DATA IN THIS EXERCISE>
* begin *
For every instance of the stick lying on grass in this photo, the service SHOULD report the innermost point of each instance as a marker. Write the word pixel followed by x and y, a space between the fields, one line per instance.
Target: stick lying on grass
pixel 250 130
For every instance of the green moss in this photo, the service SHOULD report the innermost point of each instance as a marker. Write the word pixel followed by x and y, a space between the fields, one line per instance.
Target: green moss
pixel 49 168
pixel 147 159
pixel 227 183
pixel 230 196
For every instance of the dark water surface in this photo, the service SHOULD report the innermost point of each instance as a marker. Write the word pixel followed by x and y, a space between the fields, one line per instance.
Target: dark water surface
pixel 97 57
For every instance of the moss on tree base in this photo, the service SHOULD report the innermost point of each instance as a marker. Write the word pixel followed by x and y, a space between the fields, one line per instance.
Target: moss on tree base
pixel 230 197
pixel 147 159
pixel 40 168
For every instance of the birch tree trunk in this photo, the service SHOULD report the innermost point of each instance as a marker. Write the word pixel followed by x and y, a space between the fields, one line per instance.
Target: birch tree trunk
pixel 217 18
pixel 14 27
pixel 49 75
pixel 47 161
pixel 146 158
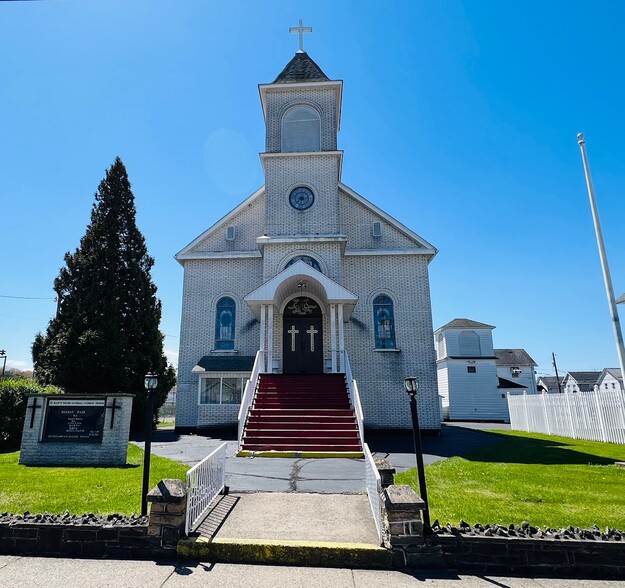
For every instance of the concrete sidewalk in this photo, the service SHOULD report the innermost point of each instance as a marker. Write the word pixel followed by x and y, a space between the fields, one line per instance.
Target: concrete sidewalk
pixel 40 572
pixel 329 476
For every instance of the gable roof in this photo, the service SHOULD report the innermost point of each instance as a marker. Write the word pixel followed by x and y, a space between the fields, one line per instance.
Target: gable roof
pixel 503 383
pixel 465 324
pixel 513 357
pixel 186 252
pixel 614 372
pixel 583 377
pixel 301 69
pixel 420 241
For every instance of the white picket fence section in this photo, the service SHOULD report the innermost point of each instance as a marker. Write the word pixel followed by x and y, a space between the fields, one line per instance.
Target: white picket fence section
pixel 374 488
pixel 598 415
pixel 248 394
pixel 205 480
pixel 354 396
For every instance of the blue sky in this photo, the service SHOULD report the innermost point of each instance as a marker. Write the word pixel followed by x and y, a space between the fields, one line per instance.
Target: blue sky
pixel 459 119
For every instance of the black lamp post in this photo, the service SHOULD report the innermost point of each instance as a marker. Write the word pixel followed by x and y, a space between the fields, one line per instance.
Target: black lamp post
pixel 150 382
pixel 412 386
* end *
PROMPT>
Could you express the material from the line containing "For every instance of the gable" through the end of the material, inclusive, as a two-column CSV with the columns text and answer? Put each text and its answer on one row, each in a single quoted field, with line breaks turned into spaces.

TASK RESULT>
text,answer
"For every instance of the gable roof in this photo, the service SHOULD report the innermost point of each instance as a marker. Write the word pixel followed by x and y, a space between the fields, one line per instance. Target: gable roof","pixel 503 383 pixel 465 324 pixel 513 357 pixel 186 252 pixel 614 372 pixel 583 377 pixel 301 69 pixel 420 241"
"For every instance of the white picket fence section in this photo, the service SHOULD report the innermost point of each instance as a marker. Write the word pixel followed by x and y, a space between the fields, one line per instance. Target: white picket fence section","pixel 374 488 pixel 598 415 pixel 248 394 pixel 205 480 pixel 354 396"
"For every instance of the blue sky in this photo, the service SHOULD report the innermost point of each instance as a marker. Write the word pixel followed by x and y, a space between the fields, one line per instance. Target: blue sky","pixel 459 119"
"For every instance of the black lamp post in this photo, the service SHOULD report the innermost point of each instance as a marker. Write the word pixel followed by x and y, a space between the fields, one line per instance. Target: black lamp post","pixel 150 382 pixel 412 386"